Recorded data:
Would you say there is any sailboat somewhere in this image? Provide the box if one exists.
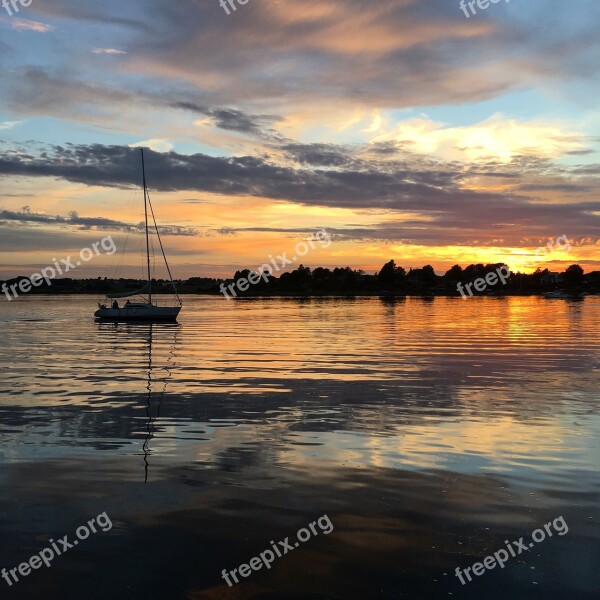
[94,149,182,322]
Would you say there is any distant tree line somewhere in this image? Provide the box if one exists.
[2,262,598,297]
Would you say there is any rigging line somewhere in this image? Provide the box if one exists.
[146,190,182,306]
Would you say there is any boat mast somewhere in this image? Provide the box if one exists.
[141,149,152,304]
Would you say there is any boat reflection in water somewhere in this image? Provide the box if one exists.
[97,321,180,483]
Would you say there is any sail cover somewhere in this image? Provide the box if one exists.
[106,282,151,299]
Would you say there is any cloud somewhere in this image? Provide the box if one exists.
[282,143,354,167]
[369,115,593,162]
[109,0,600,114]
[4,17,53,32]
[174,102,282,138]
[1,0,598,142]
[22,0,149,31]
[92,48,127,55]
[0,207,198,236]
[5,69,136,120]
[2,69,282,140]
[0,143,598,247]
[0,121,22,130]
[129,139,174,153]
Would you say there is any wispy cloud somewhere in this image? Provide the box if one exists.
[92,48,127,55]
[8,18,53,33]
[0,121,22,130]
[129,139,174,153]
[0,207,198,237]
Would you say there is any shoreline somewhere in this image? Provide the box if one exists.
[1,291,597,300]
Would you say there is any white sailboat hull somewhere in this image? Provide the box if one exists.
[94,304,181,322]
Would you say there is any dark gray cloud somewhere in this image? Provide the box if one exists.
[0,143,500,209]
[172,102,282,137]
[0,206,198,236]
[215,224,600,248]
[517,183,593,193]
[566,149,596,156]
[282,143,354,167]
[2,143,596,247]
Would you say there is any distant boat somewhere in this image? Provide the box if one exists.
[94,149,182,322]
[543,290,582,299]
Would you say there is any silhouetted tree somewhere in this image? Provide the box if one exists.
[312,267,331,280]
[463,264,486,281]
[233,269,251,282]
[444,265,463,281]
[421,265,437,287]
[333,266,358,285]
[563,264,584,285]
[378,260,406,287]
[280,265,311,288]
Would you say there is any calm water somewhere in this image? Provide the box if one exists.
[0,295,599,599]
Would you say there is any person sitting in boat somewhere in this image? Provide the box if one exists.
[112,300,119,309]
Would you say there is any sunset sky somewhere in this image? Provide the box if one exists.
[1,0,599,280]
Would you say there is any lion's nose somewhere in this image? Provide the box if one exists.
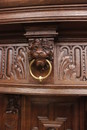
[35,47,47,58]
[37,48,43,54]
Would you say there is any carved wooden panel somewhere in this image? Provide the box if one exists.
[0,95,86,130]
[0,44,28,83]
[0,94,21,130]
[4,95,20,130]
[36,116,67,130]
[21,96,85,130]
[55,41,87,85]
[28,38,54,83]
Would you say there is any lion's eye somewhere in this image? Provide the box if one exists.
[34,46,38,50]
[42,46,47,50]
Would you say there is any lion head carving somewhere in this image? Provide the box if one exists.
[28,38,53,68]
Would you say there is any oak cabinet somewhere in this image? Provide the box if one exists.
[0,95,87,130]
[0,1,87,130]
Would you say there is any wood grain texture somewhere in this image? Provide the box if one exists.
[4,95,20,130]
[0,95,86,130]
[0,44,28,83]
[55,41,87,84]
[1,4,87,24]
[20,96,86,130]
[0,22,87,92]
[0,0,87,8]
[0,1,87,130]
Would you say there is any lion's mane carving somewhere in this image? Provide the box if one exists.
[28,38,53,68]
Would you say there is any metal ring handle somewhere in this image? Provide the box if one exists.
[29,59,52,82]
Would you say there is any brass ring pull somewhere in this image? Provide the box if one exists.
[29,59,52,82]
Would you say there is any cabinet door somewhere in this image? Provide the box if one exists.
[0,95,86,130]
[21,96,86,130]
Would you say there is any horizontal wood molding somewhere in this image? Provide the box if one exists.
[1,5,87,24]
[0,84,87,96]
[0,0,87,8]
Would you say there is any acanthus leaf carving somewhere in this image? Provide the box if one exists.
[60,55,76,80]
[12,48,26,79]
[57,44,87,82]
[0,44,28,82]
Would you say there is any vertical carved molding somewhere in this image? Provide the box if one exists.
[4,95,20,130]
[3,47,6,79]
[0,48,3,79]
[13,47,26,79]
[6,47,14,79]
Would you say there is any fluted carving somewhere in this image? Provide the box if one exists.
[0,44,28,82]
[57,44,87,81]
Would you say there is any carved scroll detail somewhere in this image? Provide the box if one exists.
[12,48,26,79]
[59,55,76,80]
[4,95,20,130]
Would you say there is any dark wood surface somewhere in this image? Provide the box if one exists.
[0,94,87,130]
[1,4,87,24]
[0,1,87,130]
[0,22,87,95]
[0,0,87,8]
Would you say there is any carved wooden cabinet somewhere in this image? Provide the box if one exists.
[0,1,87,130]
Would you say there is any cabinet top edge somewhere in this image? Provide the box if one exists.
[0,0,87,9]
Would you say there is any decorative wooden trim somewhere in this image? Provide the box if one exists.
[4,95,20,130]
[0,0,87,8]
[33,116,67,130]
[0,44,28,83]
[0,85,87,96]
[1,4,87,24]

Task details: The whole listing should be transcribed exactly, though its pictures must be left out.

Response area:
Would you say there is any sailboat somewhere in this image? Provide the box if one exists.
[94,149,182,322]
Would you say there is any distant tree line somewhere in this image? Provide the box if one exists.
[2,262,598,297]
Would you say there is any rigging line somewhere in this image? Provide the box if one exists.
[146,190,182,306]
Would you say there is any boat mast somewhere in this image? Provide the box if one exists.
[141,149,152,304]
Would you say there is any boat reflection in water somewhere in this image? Provide the box if one exists.
[97,321,180,483]
Would you say there is any sail cover somewhere in this image? Provide the box if one exists.
[106,282,151,299]
Would you say there is any cloud somewhere in this image? Provide the box if one exists.
[282,143,354,167]
[369,115,593,162]
[109,0,600,114]
[4,17,53,32]
[174,102,282,138]
[1,0,598,142]
[22,0,149,31]
[92,48,127,55]
[0,207,198,236]
[5,69,136,120]
[2,69,282,140]
[0,143,598,247]
[0,121,22,130]
[129,139,174,153]
Would you say there is any wispy cloud somewhere in this image? Provide the box if one exists.
[92,48,127,55]
[8,18,53,33]
[0,121,22,130]
[129,139,174,153]
[0,207,198,237]
Would you say there is any shoreline somewhere in this image? Provide the box if one exists.
[1,291,597,300]
Would you say there is any white sailboat hull somewhere in this image? Provide the box if one exists.
[94,304,181,322]
Would you say there is any dark gray cloud somewhere in this image? Provide the box if one exists.
[0,143,500,209]
[172,102,282,137]
[0,206,198,236]
[215,224,600,248]
[517,183,593,193]
[566,149,596,156]
[282,143,354,167]
[2,143,596,247]
Would you say there is any distant boat somewhere in this image? Provide the box if one exists.
[94,149,182,322]
[543,290,582,299]
Would you say there is any silhouetted tree somewhere in this image? Provide the box if one exists.
[312,267,331,280]
[463,264,486,281]
[233,269,251,282]
[444,265,463,281]
[421,265,437,287]
[333,266,358,285]
[563,264,584,285]
[378,260,406,287]
[280,265,311,288]
Would you say there is any calm water somewhere in this image? Provide the box if one exists.
[0,295,599,599]
Would you say there is any person sitting in boat somewhere in this image? Provide the box if one exists.
[112,300,119,309]
Would you say there is any sunset sky somewhere in this image? Provide the box if one exists.
[1,0,599,280]
Would you say there is any lion's nose somewhere in this image? Provide the box if one exists.
[35,47,47,58]
[37,48,43,54]
Would you say there is any carved wooden panel somewhere in this image? Provide the box if one exists.
[0,95,86,130]
[0,44,28,83]
[0,94,21,130]
[4,95,20,130]
[36,116,67,130]
[21,96,85,130]
[55,41,87,85]
[28,38,54,83]
Would you say there is any lion's eye somewhere in this image? Provide the box if one exists.
[34,46,38,50]
[42,46,47,50]
Would you say there is any lion head carving somewhere in this image? Provide the box if one exists.
[28,38,53,68]
Would you say there is any oak cabinet somewhere in this image? Provide the box if one exists.
[0,95,87,130]
[0,1,87,130]
Would you say there is any wood grain texture somewhere in this image? Provide the box if one exists.
[4,95,20,130]
[0,95,86,130]
[0,44,28,83]
[55,41,87,84]
[1,4,87,24]
[20,96,86,130]
[0,22,87,92]
[0,0,87,8]
[0,1,87,130]
Would you say there is any lion's mane carving somewhere in this image? Provide the box if one exists.
[28,38,53,68]
Would you say there is any metal ring handle somewhere in this image? Provide the box if one exists.
[29,59,52,82]
Would you say there is any brass ring pull somewhere in this image? Provide the box if one exists.
[29,59,52,82]
Would you say there is any cabinet door somewhere in this image? Provide the box if one exists.
[0,95,86,130]
[21,96,86,130]
Would you say there is any horizontal wood molding somewhere in this image? Provide the box if one exists.
[1,5,87,24]
[0,84,87,96]
[0,0,87,8]
Would you say there is any acanthus leaf carving somewhere in this image? Provide the box if one exists.
[60,55,76,80]
[12,48,26,79]
[57,44,87,82]
[0,44,28,82]
Would you say there is any vertical carved molding somewhere in this image? Provide the box if one exists.
[4,95,20,130]
[3,47,6,79]
[0,48,3,79]
[13,47,26,79]
[6,47,14,79]
Would you say there is any fluted carving somewhere in this image? Provide the box if one exists.
[0,44,28,82]
[57,44,87,81]
Would you say there is any carved scroll detail somewhere in this image? Provide the box if one exists.
[12,48,26,79]
[59,55,76,80]
[4,95,20,130]
Would you say there is any dark wood surface somewhere in this image? Provide the box if one exists.
[0,94,87,130]
[1,4,87,24]
[0,1,87,130]
[0,22,87,95]
[0,0,87,8]
Would you say there is any carved wooden cabinet somewhere in this image? Provide the box if one exists.
[0,1,87,130]
Would you say there is any cabinet top edge somewhere in this image? Provide the box if one exists.
[0,0,87,9]
Would you say there is any decorative wooden trim somewhere in this image? Provide the box if one exists.
[4,95,20,130]
[0,0,87,8]
[33,116,67,130]
[0,44,28,83]
[0,85,87,96]
[1,4,87,24]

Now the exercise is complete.